_Written instruction_.
Transcribe all of the material below word for word and leave out its pictures.

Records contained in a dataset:
───
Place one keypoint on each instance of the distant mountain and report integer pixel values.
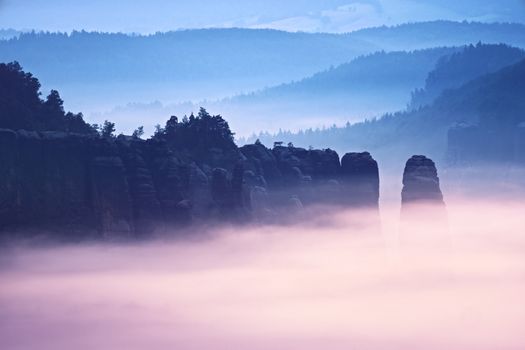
(413, 36)
(457, 69)
(6, 34)
(494, 101)
(368, 86)
(98, 71)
───
_Written answer_.
Place one keypoint on each instance of the distant mountain and report integer pixel values.
(413, 36)
(457, 69)
(6, 34)
(494, 101)
(368, 86)
(98, 71)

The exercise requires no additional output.